■ **WORK ITEM**: Since the data must remain as supplied, reproduce it word for word.

Start of DATASET

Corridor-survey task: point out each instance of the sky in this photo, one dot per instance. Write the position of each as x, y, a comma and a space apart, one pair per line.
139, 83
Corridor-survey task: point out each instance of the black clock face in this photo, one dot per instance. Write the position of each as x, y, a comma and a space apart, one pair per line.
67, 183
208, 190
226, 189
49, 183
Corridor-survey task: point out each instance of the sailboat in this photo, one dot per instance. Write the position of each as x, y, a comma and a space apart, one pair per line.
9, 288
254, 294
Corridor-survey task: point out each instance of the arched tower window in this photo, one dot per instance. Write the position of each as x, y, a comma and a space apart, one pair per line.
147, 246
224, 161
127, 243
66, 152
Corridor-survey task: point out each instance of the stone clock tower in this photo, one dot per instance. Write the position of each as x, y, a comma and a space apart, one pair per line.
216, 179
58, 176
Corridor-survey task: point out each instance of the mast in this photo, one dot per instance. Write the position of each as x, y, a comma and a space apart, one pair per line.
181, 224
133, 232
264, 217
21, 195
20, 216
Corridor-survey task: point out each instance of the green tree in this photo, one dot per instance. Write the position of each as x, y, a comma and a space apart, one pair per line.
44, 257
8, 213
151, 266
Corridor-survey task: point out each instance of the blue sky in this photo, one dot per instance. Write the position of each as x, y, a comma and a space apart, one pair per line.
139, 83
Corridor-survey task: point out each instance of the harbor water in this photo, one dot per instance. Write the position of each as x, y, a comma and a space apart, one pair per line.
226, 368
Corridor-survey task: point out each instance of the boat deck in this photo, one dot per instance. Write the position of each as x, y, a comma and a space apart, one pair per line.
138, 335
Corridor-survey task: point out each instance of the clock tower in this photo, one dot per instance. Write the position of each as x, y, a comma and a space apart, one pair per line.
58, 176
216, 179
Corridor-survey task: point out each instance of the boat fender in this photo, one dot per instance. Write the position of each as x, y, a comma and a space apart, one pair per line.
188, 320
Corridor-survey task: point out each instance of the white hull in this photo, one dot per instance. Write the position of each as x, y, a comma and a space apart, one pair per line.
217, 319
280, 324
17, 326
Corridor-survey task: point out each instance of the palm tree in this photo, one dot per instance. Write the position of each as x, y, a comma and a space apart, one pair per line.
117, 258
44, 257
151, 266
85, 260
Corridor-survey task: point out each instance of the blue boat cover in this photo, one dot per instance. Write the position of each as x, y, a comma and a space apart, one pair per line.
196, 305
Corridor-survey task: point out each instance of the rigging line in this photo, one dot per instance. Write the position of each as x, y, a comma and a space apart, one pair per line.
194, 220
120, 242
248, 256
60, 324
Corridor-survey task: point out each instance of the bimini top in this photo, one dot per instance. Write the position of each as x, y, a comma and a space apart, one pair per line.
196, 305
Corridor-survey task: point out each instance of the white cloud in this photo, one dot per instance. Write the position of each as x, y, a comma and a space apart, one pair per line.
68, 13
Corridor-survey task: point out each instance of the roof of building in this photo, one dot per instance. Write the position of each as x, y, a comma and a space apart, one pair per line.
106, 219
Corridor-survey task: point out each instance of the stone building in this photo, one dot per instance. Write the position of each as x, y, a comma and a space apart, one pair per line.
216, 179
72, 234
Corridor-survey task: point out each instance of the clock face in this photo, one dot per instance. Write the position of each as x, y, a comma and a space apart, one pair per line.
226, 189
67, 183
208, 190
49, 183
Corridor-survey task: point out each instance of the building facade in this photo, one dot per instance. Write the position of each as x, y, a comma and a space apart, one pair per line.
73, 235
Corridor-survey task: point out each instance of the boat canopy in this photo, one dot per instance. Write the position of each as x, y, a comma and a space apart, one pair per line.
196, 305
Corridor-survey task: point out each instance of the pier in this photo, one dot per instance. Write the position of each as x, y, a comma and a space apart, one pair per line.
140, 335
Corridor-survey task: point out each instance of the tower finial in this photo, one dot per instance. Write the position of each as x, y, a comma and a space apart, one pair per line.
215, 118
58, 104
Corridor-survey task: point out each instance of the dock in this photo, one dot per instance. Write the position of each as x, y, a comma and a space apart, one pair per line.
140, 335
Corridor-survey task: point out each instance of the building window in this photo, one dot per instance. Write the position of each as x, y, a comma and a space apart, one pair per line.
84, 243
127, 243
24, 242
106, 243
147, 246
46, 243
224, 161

End of DATASET

■ **TASK ANSWER**:
Corridor-survey task: point out each instance of the sky in this photo, one dot per instance. Write the position of each as x, y, a comma and a space apart, one pair per line.
139, 83
Corridor-survey task: point out each instance of the black clock face in this photo, one dot per instance. Write the position of each as x, y, a comma and a space apart, one pair per line.
67, 183
208, 190
226, 189
49, 183
Corridor-survey task: point out each instance of the sailboat in this photo, one dot per instance. Write the position of each as x, y, a comma and a space apart, one pair per line.
9, 288
254, 294
Corridor-survey task: point out each instance of the arched tower window in this photo, one dot per instance. Write the position of each as x, y, a comma and a space apart, one pair per line.
147, 246
224, 161
127, 243
66, 152
Corridor-survey task: point out each instance of the stone clock tower in this photo, one dot per instance. Write the position of each as x, y, a comma and a space apart, one pair per line.
216, 179
58, 176
Corridor-survey task: point out each instance of the mast in this photo, one dot per instance. Write the position of each as x, y, a comma and a space apart, one pair per line.
181, 224
133, 232
264, 217
21, 195
20, 216
Corridor-survey task: point out each instance of the green tree in this photo, one dot per instance. Write the position of each as x, y, a comma and a space apart, one pair per line.
44, 257
8, 213
151, 266
Corridor-survey task: point out each instance of the blue sky in this photo, one dot per instance. Write the position of each as x, y, a comma and a space apart, one pair per line.
139, 83
Corridor-survey task: point out each instance of the harbor water in this photo, one dot per instance. Write the position of each as x, y, a comma and a space apart, one pair per line.
226, 368
Corridor-survey task: point out each instance of the boat deck in this photo, one dot per instance. Write the position of each as x, y, a comma and a space apart, one pair per line.
138, 335
Corridor-survey task: point out each instance of the clock tower in this photo, one dot per instance. Write the position of each as x, y, a comma and a space apart, one pair per line.
58, 176
216, 179
Corridor-survey task: point out each instance of the boat fender in this photo, one dot per instance. Write the position of each as x, y, a comma and a space apart, one pair per line.
188, 320
Corridor-survey task: point out each instance of the white hull in this photo, one dot per instance. Write the position of each as x, y, a comma and a space apart, one pair per line.
217, 319
280, 324
17, 326
Corridor-survey task: point out each instance of the palm tree in this photo, one dot per instance. Write the position of each as x, y, a comma and a space apart, one pair per line.
117, 258
44, 257
151, 266
85, 260
Corridor-survey task: point out each instance of the blue boat cover in this photo, one dot per instance. Write the position of each as x, y, a comma and a space apart, one pair per line.
196, 305
Corridor-survey task: point out each instance of the rigging line in this photo, one dot per instance. Write the position of each as x, y, a comma and a space apart, one pair per line.
194, 220
120, 242
248, 256
60, 324
Corridor-survey task: point out each instance of the bimini top in this photo, one dot per instance. Write the position of each as x, y, a comma and a space apart, one pair per line.
196, 305
Corridor-survey task: point out each instance of the white cloud in this photo, one dot per instance. Write the position of each as x, y, a comma and a space apart, one pair per line.
68, 13
Corridor-survey task: point out each instance of the roof of building in this photo, one dot per instance. Write the position of each as x, y, a comma and a space apart, one pair per line.
106, 219
Corridor-survey task: point out each instance of the stone building in this photo, one dot per instance. Write the position of each as x, y, a comma and a space apart, one pair per line.
216, 179
72, 234
Corridor-survey task: point out each instance of the clock face in this photo, one dot per instance. Write the position of each as x, y, a comma and a space apart, one pair per line.
226, 189
67, 183
208, 190
49, 183
Corridor-survey task: point out each instance of the building facade in this photo, one dot per instance. Write the position of each as x, y, a comma and a space apart, one pair per line.
73, 235
Corridor-survey task: point out each instance of the boat canopy in this photo, one dot per instance. Write the position of each as x, y, a comma and a space apart, one pair per line.
196, 305
Corridor-survey task: point out each instance of the pier in this photo, one dot per instance. Write the position of each as x, y, a comma and a space apart, one pair per line.
140, 335
Corridor-survey task: point out each instance of the tower finial in this photo, one dot per instance. Write the position of each as x, y, a comma and a space apart, one pair per line.
215, 118
58, 104
Corridor-survey task: point out each instance of the dock in this photo, one dot per instance. Write the position of each as x, y, a comma and a space apart, one pair per line.
140, 335
Corridor-survey task: point out each instance of the building window in this photo, one dot per instance. Write the position of each as x, y, a comma and a space apart, one pair per line.
84, 243
127, 243
24, 242
106, 243
147, 246
46, 243
224, 161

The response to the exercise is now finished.